Excerpts from point annotation data:
<<<<

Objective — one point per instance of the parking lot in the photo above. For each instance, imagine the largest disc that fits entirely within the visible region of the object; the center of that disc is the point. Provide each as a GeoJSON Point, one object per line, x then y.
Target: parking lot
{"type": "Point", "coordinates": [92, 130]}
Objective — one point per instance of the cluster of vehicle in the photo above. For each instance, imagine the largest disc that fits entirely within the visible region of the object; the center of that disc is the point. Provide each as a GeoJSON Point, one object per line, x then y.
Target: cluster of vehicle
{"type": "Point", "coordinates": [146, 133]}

>>>>

REQUEST | Output every line above without altering anything.

SOLUTION FOR THIS TASK |
Objective — one point per instance of the parking lot in the photo above. For each instance, imagine the largest disc that fits entirely within the visible region of the object; the center of that disc is the point. Provide each as a GeoJSON Point, one object per line, x then y.
Target: parking lot
{"type": "Point", "coordinates": [92, 130]}
Objective — one point per instance of the cluster of vehicle in the photo above. For each instance, imagine the largest disc that fits entirely within the visible region of the object; the center of that disc is the point. Provide each as a GeoJSON Point, one object per line, x then y.
Target: cluster of vehicle
{"type": "Point", "coordinates": [146, 133]}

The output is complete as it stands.